■ **Source**
I am trying to write a Dockerfile
that builds a container that leverages Databricks Conenect. So, I need to set-up and install Databricks Connect through Docker RUN
commands. I have the following:
FROM python:3.8
COPY requirements.txt /tmp/
RUN apt-get update\
&& apt-get install software-properties-common -y\
&& apt-get update\
&& apt-add-repository "deb http://security.debian.org/debian-security stretch/updates main"\
&& apt-get update\
&& apt-get install openjdk-8-jdk -y
RUN pip install --requirement /tmp/requirements.txt\
&& databricks-connect configure\
&& databricks-connect test
as a simplified example that produces my problem. The step: databricks-connect configure
prompts for license acceptance with default N
, and so throws the following error:
...
#14 1.345 Do you accept the above agreement? [y/N] Traceback (most recent call last):
#14 1.346 File "/usr/local/bin/databricks-connect", line 8, in <module>
#14 1.346 sys.exit(main())
#14 1.346 File "/usr/local/lib/python3.8/site-packages/pyspark/databricks_connect.py", line 281, in main
#14 1.346 configure()
#14 1.346 File "/usr/local/lib/python3.8/site-packages/pyspark/databricks_connect.py", line 119, in configure
#14 1.346 accept = input().strip()
#14 1.346 EOFError: EOF when reading a line
------
executor failed running [/bin/sh -c databricks-connect configure]: exit code: 1
How can I accept this automatically as part of the Docker build?
CodePudding user response:
You need to use something like this (stolen from this demo), because besides accepting the license terms, you also need to provide other parameters:
echo "y
$(databricks_host)
$(databricks_token)
$(cluster_id)
$(org_id)
15001" | databricks-connect configure
Or you can just generate ~/.databricks-connect
file that is just JSON:
{
"host": "https://host",
"cluster_id": "cluster",
"org_id": "org_id",
"port": "15001"
}

■ **Provided material**
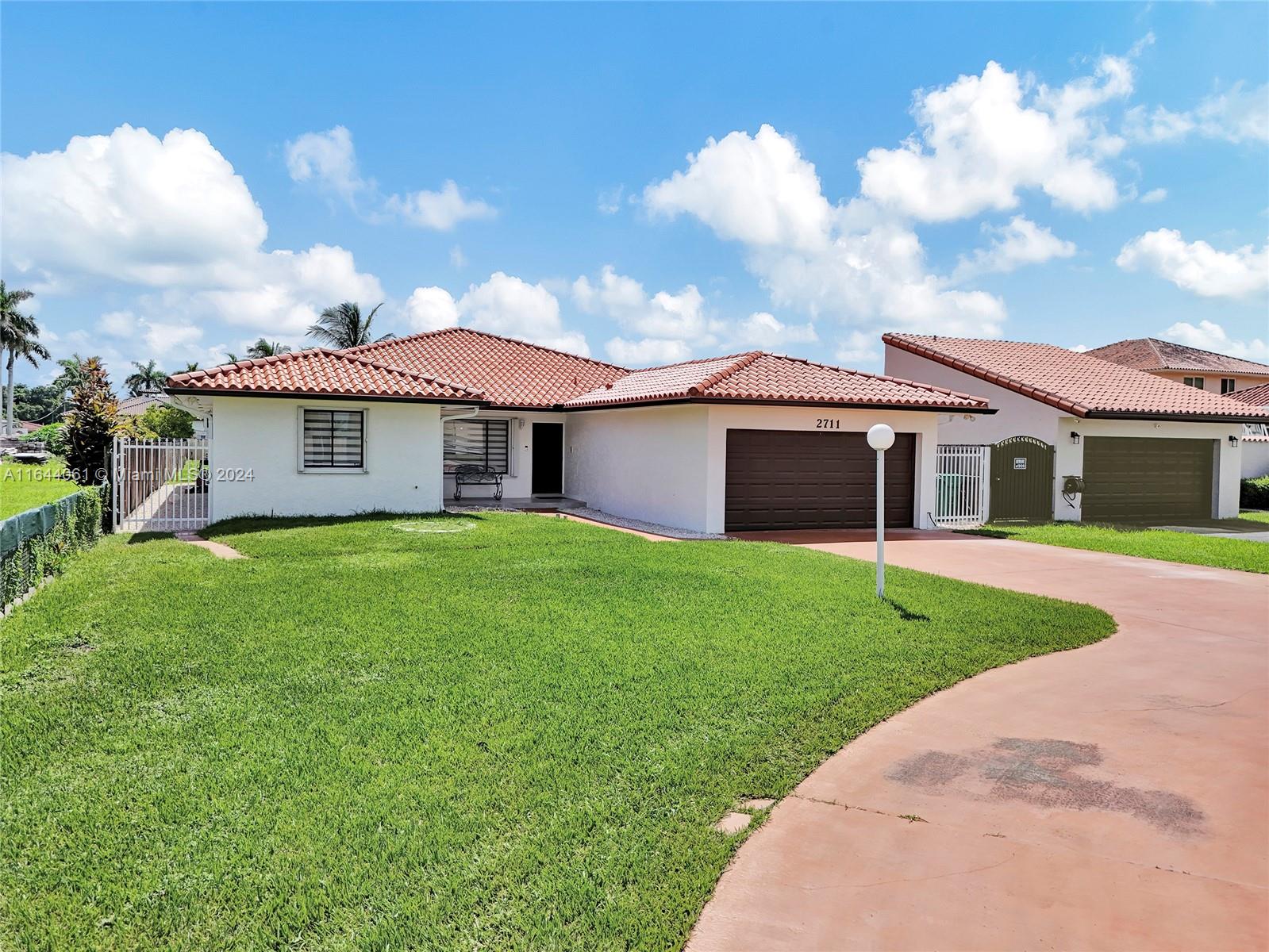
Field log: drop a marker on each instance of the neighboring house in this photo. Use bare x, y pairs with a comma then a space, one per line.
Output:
--
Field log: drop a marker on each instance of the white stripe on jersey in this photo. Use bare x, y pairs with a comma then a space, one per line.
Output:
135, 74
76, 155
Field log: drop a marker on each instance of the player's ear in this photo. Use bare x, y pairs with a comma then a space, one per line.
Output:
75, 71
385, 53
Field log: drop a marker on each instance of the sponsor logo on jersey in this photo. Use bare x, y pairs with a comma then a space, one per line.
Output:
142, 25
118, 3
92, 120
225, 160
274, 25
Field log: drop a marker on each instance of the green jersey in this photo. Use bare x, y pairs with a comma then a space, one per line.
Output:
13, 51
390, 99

■ **Prompt**
Transcribe the Databricks Connect thread word for word, starting at "#14 1.346 EOFError: EOF" and ending at "the Docker build?". The two blocks of lines are separate material, unrelated to the Databricks Connect thread.

■ **Task result**
#14 1.346 EOFError: EOF when reading a line
------
executor failed running [/bin/sh -c databricks-connect configure]: exit code: 1
How can I accept this automatically as part of the Docker build?